(Task): Go through the records and extract every line with the word "giving".

START Record set

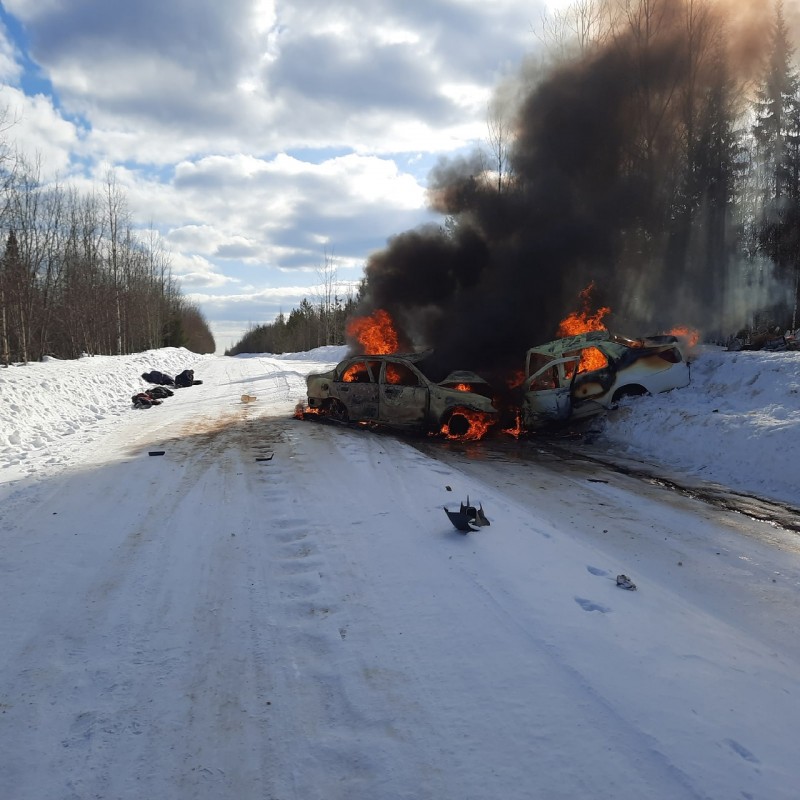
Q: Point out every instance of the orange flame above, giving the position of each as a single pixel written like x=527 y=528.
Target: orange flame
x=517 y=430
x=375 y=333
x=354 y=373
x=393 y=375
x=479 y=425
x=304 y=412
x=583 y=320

END Record set
START Record set

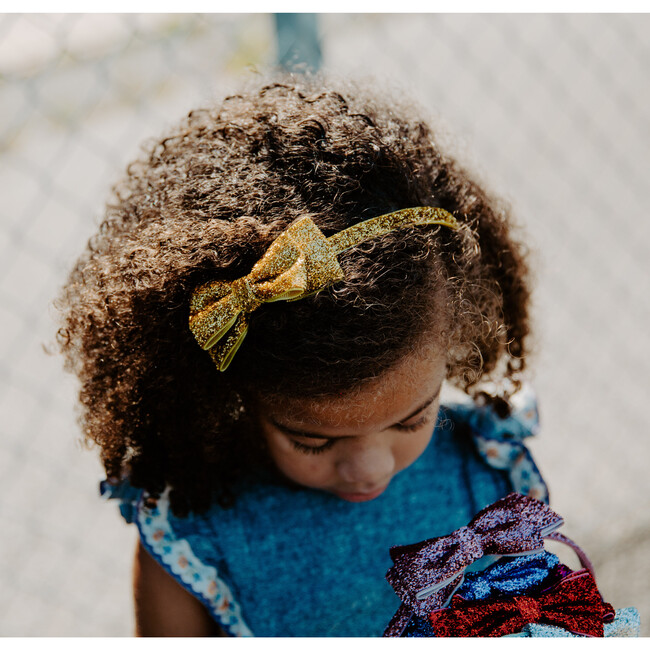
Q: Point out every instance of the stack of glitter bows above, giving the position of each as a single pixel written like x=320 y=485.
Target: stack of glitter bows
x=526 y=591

END Record set
START Record set

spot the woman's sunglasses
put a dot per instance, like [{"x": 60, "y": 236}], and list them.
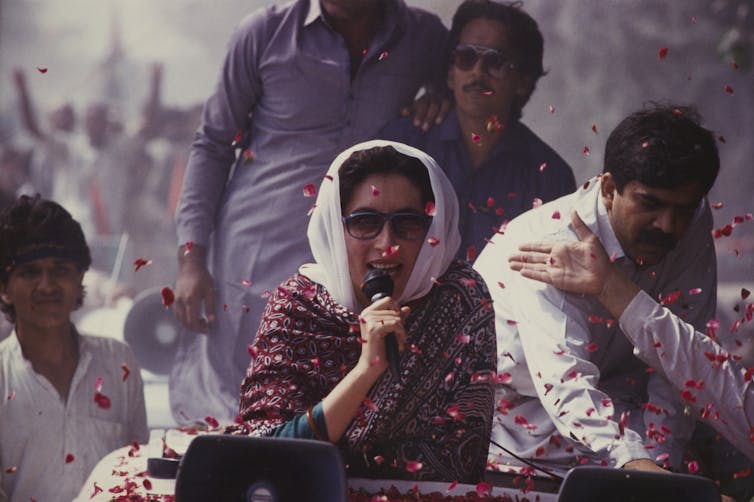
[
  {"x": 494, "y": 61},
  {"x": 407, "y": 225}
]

END Record set

(Exercise output):
Q: Point out every instance of the orange flame above, giving the position of each as a single pixel written like x=527 y=528.
Q: Point out every instance of the stack of glitter bows above, giving the position of each as a single pixel written like x=320 y=485.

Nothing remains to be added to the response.